PROBLEM DETAILS: Copy every line that contains the string "uniform" from the entries below.

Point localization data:
★ ★ ★ ★ ★ ★ ★

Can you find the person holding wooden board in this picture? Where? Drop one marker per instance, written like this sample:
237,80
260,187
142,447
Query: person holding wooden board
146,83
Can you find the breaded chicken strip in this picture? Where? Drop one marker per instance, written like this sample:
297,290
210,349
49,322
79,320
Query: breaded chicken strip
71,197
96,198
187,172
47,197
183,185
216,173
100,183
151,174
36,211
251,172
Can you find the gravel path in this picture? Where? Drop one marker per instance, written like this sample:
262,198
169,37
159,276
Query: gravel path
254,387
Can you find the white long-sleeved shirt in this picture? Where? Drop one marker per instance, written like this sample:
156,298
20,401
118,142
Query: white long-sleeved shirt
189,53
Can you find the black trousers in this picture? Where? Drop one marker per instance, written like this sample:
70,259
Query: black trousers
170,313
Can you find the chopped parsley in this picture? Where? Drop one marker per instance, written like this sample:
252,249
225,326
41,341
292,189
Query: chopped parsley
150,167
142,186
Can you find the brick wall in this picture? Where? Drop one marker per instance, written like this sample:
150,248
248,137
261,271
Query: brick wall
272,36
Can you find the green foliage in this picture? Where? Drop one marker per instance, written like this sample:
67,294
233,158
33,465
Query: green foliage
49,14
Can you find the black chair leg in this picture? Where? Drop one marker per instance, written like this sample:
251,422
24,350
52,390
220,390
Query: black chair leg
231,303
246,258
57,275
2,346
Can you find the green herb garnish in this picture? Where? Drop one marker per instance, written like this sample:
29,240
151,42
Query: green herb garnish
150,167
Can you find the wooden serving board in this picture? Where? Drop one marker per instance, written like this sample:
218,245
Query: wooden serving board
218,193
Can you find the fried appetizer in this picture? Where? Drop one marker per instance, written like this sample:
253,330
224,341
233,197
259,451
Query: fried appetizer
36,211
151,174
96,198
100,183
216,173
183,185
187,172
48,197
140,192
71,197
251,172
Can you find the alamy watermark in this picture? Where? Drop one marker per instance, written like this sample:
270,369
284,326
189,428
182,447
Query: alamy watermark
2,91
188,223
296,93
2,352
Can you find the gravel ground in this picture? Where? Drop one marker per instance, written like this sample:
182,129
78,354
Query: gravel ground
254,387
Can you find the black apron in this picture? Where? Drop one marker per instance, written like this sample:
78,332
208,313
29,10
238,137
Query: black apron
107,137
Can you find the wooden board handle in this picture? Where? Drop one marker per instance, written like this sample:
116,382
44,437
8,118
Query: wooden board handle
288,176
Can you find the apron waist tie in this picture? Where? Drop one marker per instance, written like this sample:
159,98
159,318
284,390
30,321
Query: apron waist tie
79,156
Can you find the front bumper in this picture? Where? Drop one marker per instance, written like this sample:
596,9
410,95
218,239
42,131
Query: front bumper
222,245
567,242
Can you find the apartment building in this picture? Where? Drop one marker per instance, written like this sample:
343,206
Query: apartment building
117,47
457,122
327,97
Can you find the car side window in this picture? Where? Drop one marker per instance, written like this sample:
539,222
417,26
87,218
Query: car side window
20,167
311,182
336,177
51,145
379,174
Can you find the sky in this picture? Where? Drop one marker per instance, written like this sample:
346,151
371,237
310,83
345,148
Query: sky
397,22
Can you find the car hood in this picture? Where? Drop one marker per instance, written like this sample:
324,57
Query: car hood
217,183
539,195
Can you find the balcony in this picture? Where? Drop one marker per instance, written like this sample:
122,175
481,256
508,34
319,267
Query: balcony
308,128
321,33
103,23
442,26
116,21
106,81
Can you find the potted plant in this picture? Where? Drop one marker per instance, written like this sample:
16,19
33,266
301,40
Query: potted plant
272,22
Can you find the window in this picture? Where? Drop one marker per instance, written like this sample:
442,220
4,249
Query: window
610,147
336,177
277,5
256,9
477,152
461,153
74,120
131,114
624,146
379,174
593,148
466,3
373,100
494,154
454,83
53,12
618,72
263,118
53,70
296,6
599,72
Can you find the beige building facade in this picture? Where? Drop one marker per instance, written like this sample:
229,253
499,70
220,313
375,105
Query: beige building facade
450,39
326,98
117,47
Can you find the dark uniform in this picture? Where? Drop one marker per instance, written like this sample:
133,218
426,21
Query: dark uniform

★ ★ ★ ★ ★ ★ ★

WRITTEN SOLUTION:
Can you find the dark uniform in this picture? Where? Drop one marker per instance, written like this sample:
Query: dark uniform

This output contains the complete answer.